What you will do:
**1)** According to the dbt Core article, what is dbt Core?
**2)** Duplicate the passage of the dbt Core article from "At Analytics Engineers" to "of analytics engineering.".
**3)** Render this sentence from the dbt Core article in Spanish: "We include Python as a topic in our curriculum for this very reason!"

Document excerpt:
------------------------------------------------
Skip to main content

Why We Teach dbt Core

At Analytics Engineers Club, we’ve always championed a more holistic view of teaching analytics engineering. Many courses teach analytics engineering using dbt Cloud, since it provides its own UI for code editing and continuous integration (CI). This allows data teams to hit the ground running, but we think that this limits the transferability of skills and leads to vendor lock-in. Instead, we prefer to use dbt Core in conjunction with other tools like VS Code and GitHub, which are more widely adopted across software engineering. dbt is but just one tool (of many!) in the landscape of analytics engineering.

dbt Core is an open-source Python package that anyone can use—and contribute to. We include Python as a topic in our curriculum for this very reason! We hope that as folks get comfortable with these new engineering muscles, they can flex them and potentially even contribute to the dbt Core repository. The fact that dbt Core is open-source means that anyone can get started on dbt, which is great for small teams looking to modernize their data stack without making a huge investment.
------------------------------------------------
Information shown:
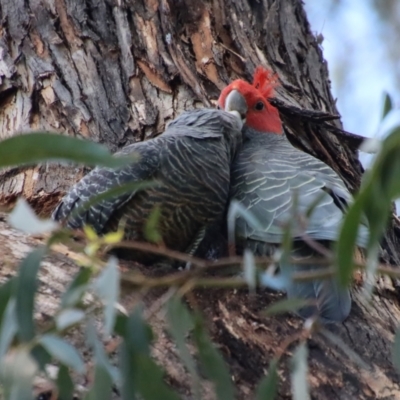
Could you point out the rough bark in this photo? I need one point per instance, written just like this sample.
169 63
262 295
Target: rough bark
------------------------------------------------
Solved problems:
**1)** An open-source Python package that anyone can use and contribute to.

**2)**
At Analytics Engineers Club, we’ve always championed a more holistic view of teaching analytics engineering. Many courses teach analytics engineering using dbt Cloud, since it provides its own UI for code editing and continuous integration (CI). This allows data teams to hit the ground running, but we think that this limits the transferability of skills and leads to vendor lock-in. Instead, we prefer to use dbt Core in conjunction with other tools like VS Code and GitHub, which are more widely adopted across software engineering. dbt is but just one tool (of many!) in the landscape of analytics engineering.

**3)** ¡Incluimos Python como tema en nuestro plan de estudios precisamente por esta razón!